▶ **Exercise**:
Your answer is to be the count alone: the number of lines in the data below where "detect" appears.

▶ **Information supplied**:
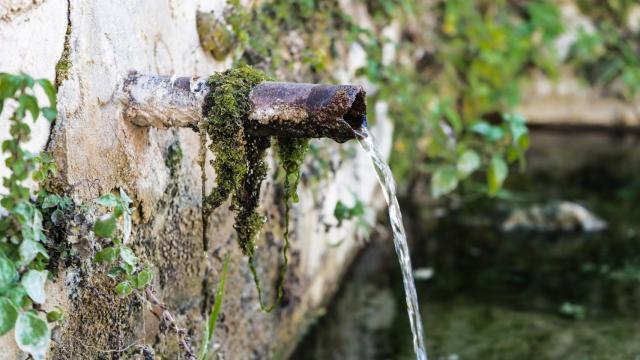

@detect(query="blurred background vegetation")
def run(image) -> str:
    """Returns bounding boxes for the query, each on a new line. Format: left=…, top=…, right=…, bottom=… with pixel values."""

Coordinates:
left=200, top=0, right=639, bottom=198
---
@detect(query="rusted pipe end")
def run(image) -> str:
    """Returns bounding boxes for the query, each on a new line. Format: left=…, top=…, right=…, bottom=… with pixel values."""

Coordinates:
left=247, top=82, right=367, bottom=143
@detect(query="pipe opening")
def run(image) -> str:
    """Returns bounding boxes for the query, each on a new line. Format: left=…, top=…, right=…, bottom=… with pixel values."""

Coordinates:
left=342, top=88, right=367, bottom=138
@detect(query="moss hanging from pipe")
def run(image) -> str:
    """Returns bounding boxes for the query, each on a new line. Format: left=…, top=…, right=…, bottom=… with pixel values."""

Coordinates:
* * *
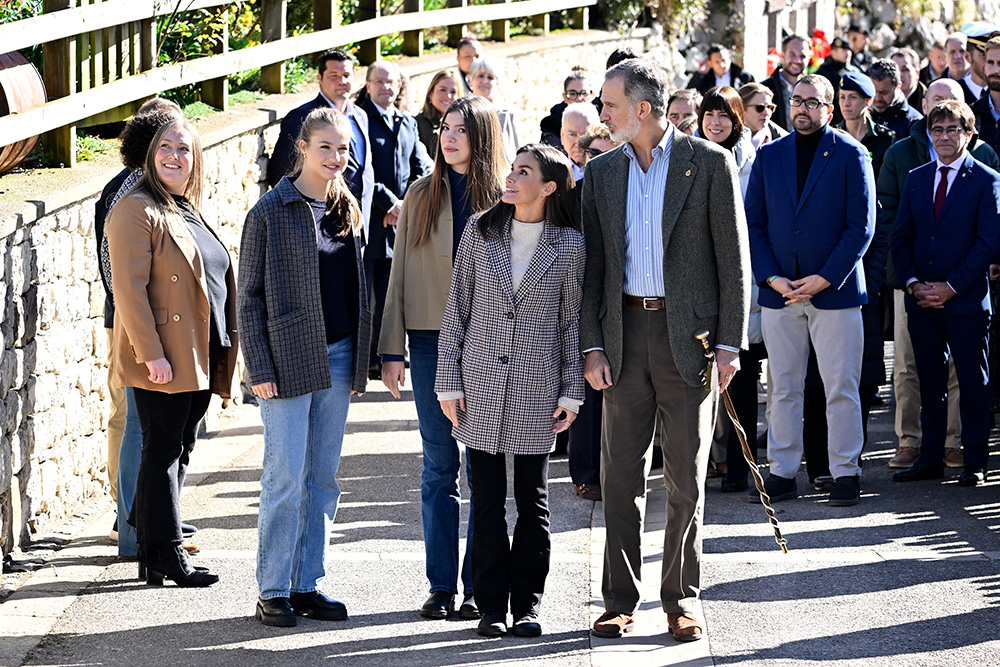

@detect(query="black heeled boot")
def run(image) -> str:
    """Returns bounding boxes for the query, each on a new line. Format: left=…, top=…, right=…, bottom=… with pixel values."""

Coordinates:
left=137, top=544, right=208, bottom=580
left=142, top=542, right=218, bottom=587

▶ **Answer section**:
5